> _EXERCISE_:
What do the lines say, reproduced word for word, from the first of the entries below through the line bearing "Report one point per instance of the black saddle"?

(Stored data entries)
────────

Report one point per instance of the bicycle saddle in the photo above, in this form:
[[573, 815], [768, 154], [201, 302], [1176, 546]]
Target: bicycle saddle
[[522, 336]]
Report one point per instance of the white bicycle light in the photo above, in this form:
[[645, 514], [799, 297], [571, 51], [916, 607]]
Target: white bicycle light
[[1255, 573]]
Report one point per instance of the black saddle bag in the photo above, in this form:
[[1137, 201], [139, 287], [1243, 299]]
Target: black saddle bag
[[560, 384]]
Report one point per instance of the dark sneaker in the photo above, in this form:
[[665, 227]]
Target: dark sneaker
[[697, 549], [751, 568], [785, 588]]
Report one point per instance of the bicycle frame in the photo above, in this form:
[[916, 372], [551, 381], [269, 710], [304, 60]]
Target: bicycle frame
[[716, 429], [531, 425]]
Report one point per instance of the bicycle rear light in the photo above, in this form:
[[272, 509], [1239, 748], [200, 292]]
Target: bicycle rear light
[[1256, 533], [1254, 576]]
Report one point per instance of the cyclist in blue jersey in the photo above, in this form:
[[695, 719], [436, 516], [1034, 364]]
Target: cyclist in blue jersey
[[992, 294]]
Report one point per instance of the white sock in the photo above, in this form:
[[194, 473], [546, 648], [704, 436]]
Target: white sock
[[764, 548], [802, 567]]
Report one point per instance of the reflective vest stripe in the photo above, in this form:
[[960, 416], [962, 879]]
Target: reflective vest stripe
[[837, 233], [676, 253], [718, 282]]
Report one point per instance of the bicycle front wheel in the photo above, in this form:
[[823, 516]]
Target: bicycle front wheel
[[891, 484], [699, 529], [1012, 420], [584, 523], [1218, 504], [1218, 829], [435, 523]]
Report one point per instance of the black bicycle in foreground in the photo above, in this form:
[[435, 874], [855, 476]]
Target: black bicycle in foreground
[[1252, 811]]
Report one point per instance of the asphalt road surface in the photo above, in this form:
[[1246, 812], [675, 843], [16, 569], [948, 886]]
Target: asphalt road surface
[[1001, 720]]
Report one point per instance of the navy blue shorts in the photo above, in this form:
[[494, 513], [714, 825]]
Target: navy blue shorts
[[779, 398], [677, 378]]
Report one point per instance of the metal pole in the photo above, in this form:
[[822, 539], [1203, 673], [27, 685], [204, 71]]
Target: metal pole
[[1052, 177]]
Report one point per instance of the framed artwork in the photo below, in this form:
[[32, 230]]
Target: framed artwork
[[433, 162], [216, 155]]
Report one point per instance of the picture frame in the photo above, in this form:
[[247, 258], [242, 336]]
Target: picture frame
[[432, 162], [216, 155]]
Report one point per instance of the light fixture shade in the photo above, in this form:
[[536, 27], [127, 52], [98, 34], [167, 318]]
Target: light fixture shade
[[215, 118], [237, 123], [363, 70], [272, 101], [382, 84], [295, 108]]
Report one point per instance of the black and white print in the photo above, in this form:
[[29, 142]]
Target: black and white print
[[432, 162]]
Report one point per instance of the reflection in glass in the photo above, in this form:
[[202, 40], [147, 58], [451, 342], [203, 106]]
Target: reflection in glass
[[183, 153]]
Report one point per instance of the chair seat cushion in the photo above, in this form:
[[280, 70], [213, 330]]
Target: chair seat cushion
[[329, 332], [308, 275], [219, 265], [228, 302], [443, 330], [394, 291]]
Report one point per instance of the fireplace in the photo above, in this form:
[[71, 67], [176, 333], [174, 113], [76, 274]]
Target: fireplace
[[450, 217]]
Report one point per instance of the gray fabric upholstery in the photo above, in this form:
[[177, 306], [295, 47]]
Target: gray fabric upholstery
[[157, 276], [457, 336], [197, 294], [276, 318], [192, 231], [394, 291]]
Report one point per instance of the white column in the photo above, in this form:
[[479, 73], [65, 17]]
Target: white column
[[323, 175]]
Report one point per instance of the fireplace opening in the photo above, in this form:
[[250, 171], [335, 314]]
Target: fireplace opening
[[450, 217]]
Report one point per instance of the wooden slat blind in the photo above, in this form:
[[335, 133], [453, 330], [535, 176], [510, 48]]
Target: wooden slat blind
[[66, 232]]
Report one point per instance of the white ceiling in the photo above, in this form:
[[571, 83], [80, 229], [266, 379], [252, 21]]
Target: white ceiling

────────

> _SOLUTION TO THIS PROBLEM_:
Report one point per instance of the bicycle saddle in the photo above, in this form:
[[573, 815], [768, 154], [201, 302], [1176, 546]]
Target: bicycle saddle
[[522, 336]]
Report one point per instance of the white bicycle light in the photo above, in this form:
[[645, 514], [799, 297], [571, 51], [916, 607]]
Target: white bicycle light
[[1255, 573]]
Report one point per instance of the black saddle bag in the photo above, in this form:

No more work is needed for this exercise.